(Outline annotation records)
=-=-=

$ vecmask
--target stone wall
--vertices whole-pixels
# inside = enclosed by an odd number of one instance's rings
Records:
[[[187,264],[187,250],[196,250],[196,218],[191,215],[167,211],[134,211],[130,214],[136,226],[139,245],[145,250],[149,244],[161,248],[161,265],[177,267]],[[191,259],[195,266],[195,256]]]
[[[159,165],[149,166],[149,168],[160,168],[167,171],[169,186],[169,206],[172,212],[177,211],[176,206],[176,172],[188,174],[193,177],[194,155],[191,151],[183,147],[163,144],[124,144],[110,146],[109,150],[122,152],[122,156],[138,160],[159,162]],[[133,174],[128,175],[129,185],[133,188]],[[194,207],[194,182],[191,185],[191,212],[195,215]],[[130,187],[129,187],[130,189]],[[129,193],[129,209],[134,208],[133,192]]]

=-=-=

- _WHAT THE TASK ASKS_:
Lay out all of the records above as a numbered list, omitting any blank lines.

- _THE OUTPUT_:
1. $ vecmask
2. --target stone wall
3. --vertices whole-pixels
4. # inside = enclosed by an odd number of one instance's rings
5. Records:
6. [[[187,264],[187,250],[196,250],[196,218],[191,215],[167,211],[134,211],[130,214],[136,226],[139,245],[145,250],[149,244],[161,248],[161,265],[177,267]],[[191,259],[195,266],[195,256]]]
7. [[[159,165],[149,166],[149,168],[160,168],[167,171],[169,186],[169,206],[172,212],[177,211],[176,206],[176,172],[188,174],[193,177],[194,155],[191,151],[183,147],[163,144],[124,144],[110,146],[109,150],[122,152],[122,156],[138,160],[159,162]],[[133,174],[128,175],[129,185],[133,188]],[[194,207],[194,182],[191,185],[191,212],[195,215]],[[130,187],[129,187],[130,189]],[[129,193],[129,209],[134,208],[133,192]]]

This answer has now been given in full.